Would you retype the listing word for word, skipping its pictures?

Provided data:
────────────────────

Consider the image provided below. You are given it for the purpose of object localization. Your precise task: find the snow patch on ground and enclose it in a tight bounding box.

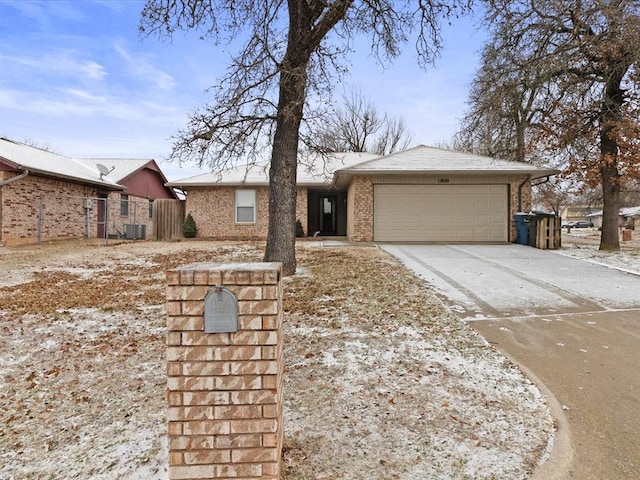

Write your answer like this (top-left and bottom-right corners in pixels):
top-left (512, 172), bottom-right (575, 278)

top-left (557, 244), bottom-right (640, 275)
top-left (0, 241), bottom-right (569, 480)
top-left (284, 317), bottom-right (551, 479)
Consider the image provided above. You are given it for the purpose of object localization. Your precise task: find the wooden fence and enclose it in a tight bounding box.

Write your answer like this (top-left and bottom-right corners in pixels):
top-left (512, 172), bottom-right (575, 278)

top-left (153, 199), bottom-right (185, 241)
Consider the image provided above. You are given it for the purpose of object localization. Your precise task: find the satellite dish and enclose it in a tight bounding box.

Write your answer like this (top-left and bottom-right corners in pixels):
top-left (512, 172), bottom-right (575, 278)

top-left (96, 163), bottom-right (115, 180)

────────────────────

Written reply:
Consider the image provided below. You are given it for the purpose of object localization. Your precise task: find the snow patch on ground and enclose it in a tight bounding box.


Write your answer like this (top-left and bottom-right corners in pixels):
top-left (512, 172), bottom-right (575, 278)

top-left (557, 244), bottom-right (640, 275)
top-left (0, 241), bottom-right (569, 480)
top-left (284, 317), bottom-right (551, 479)
Consider the image provided above. You are given it for the purpose of object localization. Your precise task: find the wooden fence and enclose it in a tight bounding box.

Write your answer like this (top-left and bottom-right corners in pixels):
top-left (512, 172), bottom-right (575, 278)

top-left (153, 199), bottom-right (185, 241)
Consider the image provided above. You are given it for the purpose of object localization. Your precise task: find the satellite dish and enclose it in a tight bounding box.

Write your answer like this (top-left and bottom-right corners in pixels):
top-left (512, 172), bottom-right (575, 278)

top-left (96, 163), bottom-right (115, 180)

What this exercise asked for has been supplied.